══ TEXT ══
Feb 24, 2007 at 2:55 AM Post #3 of 13
I clean my tubes pins with a very thin layer sand paper from Home depot. At the end, I use 90% alcohol to clean the residues and also to clean the tubes. I use alcohol to get rid of any hands grease, left over the tubes.
 
Feb 24, 2007 at 8:01 AM Post #4 of 13
Quote:

Originally Posted by mrarroyo /img/forum/go_quote.gif
Use a toothbrush to remove the heavy crud (a brass/copper type would work if you are very careful). Then get an old socket and plug in and out a few times to remove the rmaining oxidation.
═══
══ THE DATA ══
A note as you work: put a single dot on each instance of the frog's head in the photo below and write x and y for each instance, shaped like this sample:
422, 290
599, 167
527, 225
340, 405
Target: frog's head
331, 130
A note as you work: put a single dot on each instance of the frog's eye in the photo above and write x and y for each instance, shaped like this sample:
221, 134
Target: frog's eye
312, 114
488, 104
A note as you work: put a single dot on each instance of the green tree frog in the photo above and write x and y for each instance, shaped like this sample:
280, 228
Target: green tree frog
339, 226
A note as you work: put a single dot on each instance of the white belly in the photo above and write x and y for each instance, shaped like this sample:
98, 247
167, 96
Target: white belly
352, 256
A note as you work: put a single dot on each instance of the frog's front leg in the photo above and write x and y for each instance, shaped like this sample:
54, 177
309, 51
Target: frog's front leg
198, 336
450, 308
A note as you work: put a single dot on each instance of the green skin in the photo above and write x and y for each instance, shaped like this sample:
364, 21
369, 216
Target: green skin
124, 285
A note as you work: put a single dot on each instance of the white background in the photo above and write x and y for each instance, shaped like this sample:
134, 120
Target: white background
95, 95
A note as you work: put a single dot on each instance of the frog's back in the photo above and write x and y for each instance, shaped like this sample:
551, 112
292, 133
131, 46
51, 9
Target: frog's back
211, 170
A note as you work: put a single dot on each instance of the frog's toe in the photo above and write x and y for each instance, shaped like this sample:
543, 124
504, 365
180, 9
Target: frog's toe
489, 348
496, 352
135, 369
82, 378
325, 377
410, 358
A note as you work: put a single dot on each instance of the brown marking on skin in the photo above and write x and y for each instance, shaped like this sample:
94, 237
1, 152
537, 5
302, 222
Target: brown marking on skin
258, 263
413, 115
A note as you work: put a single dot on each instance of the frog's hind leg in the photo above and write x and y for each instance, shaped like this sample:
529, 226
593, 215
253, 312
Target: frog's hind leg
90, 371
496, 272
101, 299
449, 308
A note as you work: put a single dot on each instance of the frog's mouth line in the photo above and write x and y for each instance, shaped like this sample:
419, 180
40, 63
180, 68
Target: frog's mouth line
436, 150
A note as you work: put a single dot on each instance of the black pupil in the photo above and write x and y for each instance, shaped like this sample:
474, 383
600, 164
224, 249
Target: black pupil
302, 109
═══
§ INSTRUCTIONS
1 > Rewrite the text on cleaning tube pins, beginning at the words "Originally Posted by" and ending after "the rmaining oxidation.", with "toothbrush" changed to "soft brush".
2 > Format the lines of the records as a Markdown table with the columns Row and Line, numbering each row and omitting blank lines. Begin at the line that contains "of the black" and stop after the last line of the records.

§ TASK-BY-TASK OUTPUTS
1 >
Originally Posted by mrarroyo /img/forum/go_quote.gif
Use a soft brush to remove the heavy crud (a brass/copper type would work if you are very careful). Then get an old socket and plug in and out a few times to remove the rmaining oxidation.

2 >
| Row | Line |
|---|---|
| 1 | A note as you work: put a single dot on each instance of the black pupil in the photo above and write x and y for each instance, shaped like this sample: |
| 2 | 474, 383 |
| 3 | 600, 164 |
| 4 | 224, 249 |
| 5 | Target: black pupil |
| 6 | 302, 109 |